Short problem.
Render the records below as a numbered list, one item per line, with all blank lines omitted.

Dataset entries
________________

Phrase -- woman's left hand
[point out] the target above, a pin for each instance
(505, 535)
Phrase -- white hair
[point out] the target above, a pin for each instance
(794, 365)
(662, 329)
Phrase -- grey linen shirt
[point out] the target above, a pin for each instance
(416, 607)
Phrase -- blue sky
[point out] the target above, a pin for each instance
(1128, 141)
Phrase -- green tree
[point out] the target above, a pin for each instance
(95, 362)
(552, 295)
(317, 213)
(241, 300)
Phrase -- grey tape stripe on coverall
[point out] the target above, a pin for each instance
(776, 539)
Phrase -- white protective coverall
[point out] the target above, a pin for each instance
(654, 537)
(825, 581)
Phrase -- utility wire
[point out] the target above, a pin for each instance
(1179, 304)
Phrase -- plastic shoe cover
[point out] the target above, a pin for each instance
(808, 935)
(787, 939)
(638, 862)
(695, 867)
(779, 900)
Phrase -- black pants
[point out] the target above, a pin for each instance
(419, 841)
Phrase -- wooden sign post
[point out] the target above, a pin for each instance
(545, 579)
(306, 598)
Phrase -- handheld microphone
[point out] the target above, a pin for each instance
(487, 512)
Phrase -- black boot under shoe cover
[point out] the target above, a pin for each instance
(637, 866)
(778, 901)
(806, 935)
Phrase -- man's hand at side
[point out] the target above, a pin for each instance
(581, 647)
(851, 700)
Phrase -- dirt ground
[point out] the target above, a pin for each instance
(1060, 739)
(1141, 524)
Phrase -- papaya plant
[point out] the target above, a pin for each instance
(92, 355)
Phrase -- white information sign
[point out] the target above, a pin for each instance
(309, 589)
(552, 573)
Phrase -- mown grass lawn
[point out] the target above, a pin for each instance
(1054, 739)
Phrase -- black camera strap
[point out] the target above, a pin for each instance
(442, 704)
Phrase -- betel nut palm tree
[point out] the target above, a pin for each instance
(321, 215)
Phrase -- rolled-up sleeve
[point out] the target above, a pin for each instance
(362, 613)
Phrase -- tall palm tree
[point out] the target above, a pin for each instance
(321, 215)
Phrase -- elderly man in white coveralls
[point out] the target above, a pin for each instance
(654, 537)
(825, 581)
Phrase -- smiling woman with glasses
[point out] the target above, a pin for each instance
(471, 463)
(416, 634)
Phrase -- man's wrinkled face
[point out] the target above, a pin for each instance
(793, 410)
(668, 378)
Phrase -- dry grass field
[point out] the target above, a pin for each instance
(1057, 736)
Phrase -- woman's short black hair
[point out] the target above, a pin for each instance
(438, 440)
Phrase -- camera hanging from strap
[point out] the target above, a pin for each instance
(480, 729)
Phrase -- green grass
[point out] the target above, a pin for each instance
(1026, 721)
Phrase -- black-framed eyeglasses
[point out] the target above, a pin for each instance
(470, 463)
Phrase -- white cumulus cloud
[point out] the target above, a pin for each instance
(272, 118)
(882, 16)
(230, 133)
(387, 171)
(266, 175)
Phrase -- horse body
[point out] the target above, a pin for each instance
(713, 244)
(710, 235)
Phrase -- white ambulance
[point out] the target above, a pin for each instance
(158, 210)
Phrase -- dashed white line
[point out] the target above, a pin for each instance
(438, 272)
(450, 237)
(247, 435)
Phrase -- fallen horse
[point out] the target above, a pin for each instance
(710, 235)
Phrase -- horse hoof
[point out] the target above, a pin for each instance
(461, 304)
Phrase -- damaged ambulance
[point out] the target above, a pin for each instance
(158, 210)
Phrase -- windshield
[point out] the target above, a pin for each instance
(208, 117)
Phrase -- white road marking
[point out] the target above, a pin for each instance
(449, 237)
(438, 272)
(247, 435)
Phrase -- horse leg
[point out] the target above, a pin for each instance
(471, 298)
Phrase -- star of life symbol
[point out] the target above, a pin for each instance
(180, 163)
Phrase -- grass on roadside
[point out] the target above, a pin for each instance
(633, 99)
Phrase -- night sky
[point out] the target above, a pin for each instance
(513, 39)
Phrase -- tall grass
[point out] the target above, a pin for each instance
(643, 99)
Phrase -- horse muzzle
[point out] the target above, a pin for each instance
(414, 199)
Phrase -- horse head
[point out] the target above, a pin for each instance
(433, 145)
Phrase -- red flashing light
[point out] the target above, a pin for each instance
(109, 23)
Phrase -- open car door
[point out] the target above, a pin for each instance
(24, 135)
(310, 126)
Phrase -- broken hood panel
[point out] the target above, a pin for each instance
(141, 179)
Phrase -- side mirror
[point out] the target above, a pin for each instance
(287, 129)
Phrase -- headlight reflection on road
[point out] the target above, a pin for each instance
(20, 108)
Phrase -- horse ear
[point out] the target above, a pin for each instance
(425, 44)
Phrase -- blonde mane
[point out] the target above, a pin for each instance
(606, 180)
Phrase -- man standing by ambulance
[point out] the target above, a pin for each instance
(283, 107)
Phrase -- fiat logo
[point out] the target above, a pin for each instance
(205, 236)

________________

Output for this task.
1. Phrase -- woman's left hand
2. [point out] the target above, a pin for each instance
3. (505, 535)
4. Phrase -- white hair
5. [point out] the target above, a pin for each instance
6. (794, 365)
7. (662, 329)
8. Phrase -- grey linen shirt
9. [point out] the target above, a pin for each instance
10. (416, 607)
11. Phrase -- blue sky
12. [point out] the target above, a pin for each instance
13. (1128, 141)
14. Phrase -- green tree
15. [point out] the target above, a pin for each instance
16. (95, 362)
17. (552, 295)
18. (317, 213)
19. (241, 300)
20. Phrase -- grey tape stripe on coverall
21. [point out] the target above, a pin for each instance
22. (776, 539)
23. Phrase -- white protective coverall
24. [point out] the target above, a pin for each instance
25. (654, 537)
26. (825, 581)
27. Phrase -- utility wire
28. [point out] the target above, a pin for each instance
29. (1179, 304)
30. Phrase -- plastic shoe cover
31. [point out] the target above, a pin for each instance
32. (808, 935)
33. (787, 939)
34. (638, 862)
35. (695, 867)
36. (779, 900)
37. Phrase -- black pants
38. [point out] the target above, a pin for each instance
39. (419, 841)
40. Phrase -- wooden sign post
41. [point out] the target above, a pin for each instance
42. (545, 579)
43. (306, 598)
44. Phrase -- handheld microphone
45. [point out] the target above, a pin for each instance
46. (487, 512)
47. Phrase -- black boot under shoe cover
48. [point out] the target above, a pin for each instance
49. (637, 866)
50. (778, 901)
51. (806, 935)
52. Phrase -- man's hand at side
53. [point out] the target above, a pin for each instance
54. (581, 647)
55. (851, 700)
56. Phrase -- dirt ground
57. [point out] the target above, a pin for each instance
58. (1060, 739)
59. (1141, 524)
60. Phrase -- papaya plant
61. [point out] the target above, a pin for each instance
62. (92, 355)
63. Phrase -- white information sign
64. [point out] the target above, a pin for each instance
65. (309, 589)
66. (552, 573)
67. Phrase -- mown grass lawn
68. [point out] the target above, a pin for each instance
69. (1054, 739)
70. Phrase -- black camera strap
71. [point out] the target above, a pin for each instance
72. (442, 704)
73. Phrase -- betel nut palm tree
74. [point out] the target above, a pin for each instance
75. (321, 215)
76. Phrase -- rolled-up sleeve
77. [point out] the target above, a pin for each instance
78. (362, 613)
79. Phrase -- tall palm tree
80. [point out] the target above, a pin for each instance
81. (321, 215)
82. Phrase -- elderly man in white coveralls
83. [point out] the target above, a pin for each instance
84. (654, 537)
85. (825, 581)
86. Phrase -- smiling woman with glasses
87. [point out] the target above, a pin for each instance
88. (471, 463)
89. (416, 634)
90. Phrase -- man's wrinkled face
91. [point out] the target above, a pin for each instance
92. (793, 410)
93. (668, 378)
94. Phrase -- dry grass field
95. [point out] the target above, a pin for each instance
96. (1057, 736)
97. Phrase -- woman's short black hair
98. [point out] the target above, a pin for each instance
99. (438, 440)
100. Phrase -- camera hanging from strap
101. [point out] the target above, a pin for each instance
102. (480, 729)
103. Phrase -- green grass
104. [point out] the target above, a pin for each instance
105. (1026, 721)
106. Phrase -- black-framed eyeglasses
107. [point out] the target above, a pin for each instance
108. (470, 463)
109. Phrase -- white cumulus cloud
110. [point out] the target above, a pin for each instance
111. (272, 118)
112. (882, 16)
113. (230, 133)
114. (387, 171)
115. (266, 175)
116. Phrase -- horse body
117. [point out] the target above, a pin for each instance
118. (713, 244)
119. (710, 235)
120. Phrase -- white ambulance
121. [point out] the target above, a pin for each instance
122. (158, 210)
123. Phrase -- dashed white line
124. [point out] the target above, a pin for each instance
125. (438, 272)
126. (450, 237)
127. (247, 435)
128. Phrase -- fallen horse
129. [point out] the target above, a pin for each instance
130. (710, 235)
131. Phrase -- horse hoof
132. [point out] the target above, a pin for each instance
133. (461, 304)
134. Phrase -- damaged ambulance
135. [point out] the target above, a pin for each instance
136. (158, 210)
137. Phrase -- windshield
138. [point out] the target above, a pin for each instance
139. (208, 117)
140. Phrase -- white road marking
141. [point out] the target above, a pin for each instance
142. (449, 237)
143. (438, 272)
144. (247, 435)
145. Phrase -- horse leg
146. [point out] the target above, a pin for each instance
147. (471, 298)
148. Phrase -- star of life symbol
149. [point out] the target above, a pin for each instance
150. (180, 163)
151. Phrase -- grass on roadside
152. [point out] the target above, a pin for each instance
153. (633, 99)
154. Phrase -- night sky
155. [point out] the target above, a pin for each instance
156. (513, 39)
157. Phrase -- tall grass
158. [point out] the target above, a pin for each instance
159. (643, 99)
160. Phrase -- horse muzzle
161. [point out] the target above, a pin for each instance
162. (414, 199)
163. Phrase -- horse head
164. [point out] the target above, a pin for each instance
165. (433, 145)
166. Phrase -- red flashing light
167. [point out] the target above, a pin for each instance
168. (109, 23)
169. Phrase -- open car door
170. [point out] the target above, a pin for each instance
171. (24, 135)
172. (310, 126)
173. Phrase -- broken hood panel
174. [point out] the target above, a pin for each instance
175. (141, 179)
176. Phrase -- side mirror
177. [point out] the target above, a pin for each instance
178. (287, 129)
179. Phrase -- headlight reflection on road
180. [point out] the target above, a pin for each instance
181. (20, 108)
182. Phrase -- horse ear
183. [point out] the target above, a pin for each instance
184. (425, 44)
185. Phrase -- blonde mane
186. [point out] the target above, a pin for each instance
187. (606, 180)
188. Phrase -- man standing by ambulance
189. [point out] the target above, a pin for each instance
190. (283, 107)
191. Phrase -- fiat logo
192. [point out] the target above, a pin for each instance
193. (205, 236)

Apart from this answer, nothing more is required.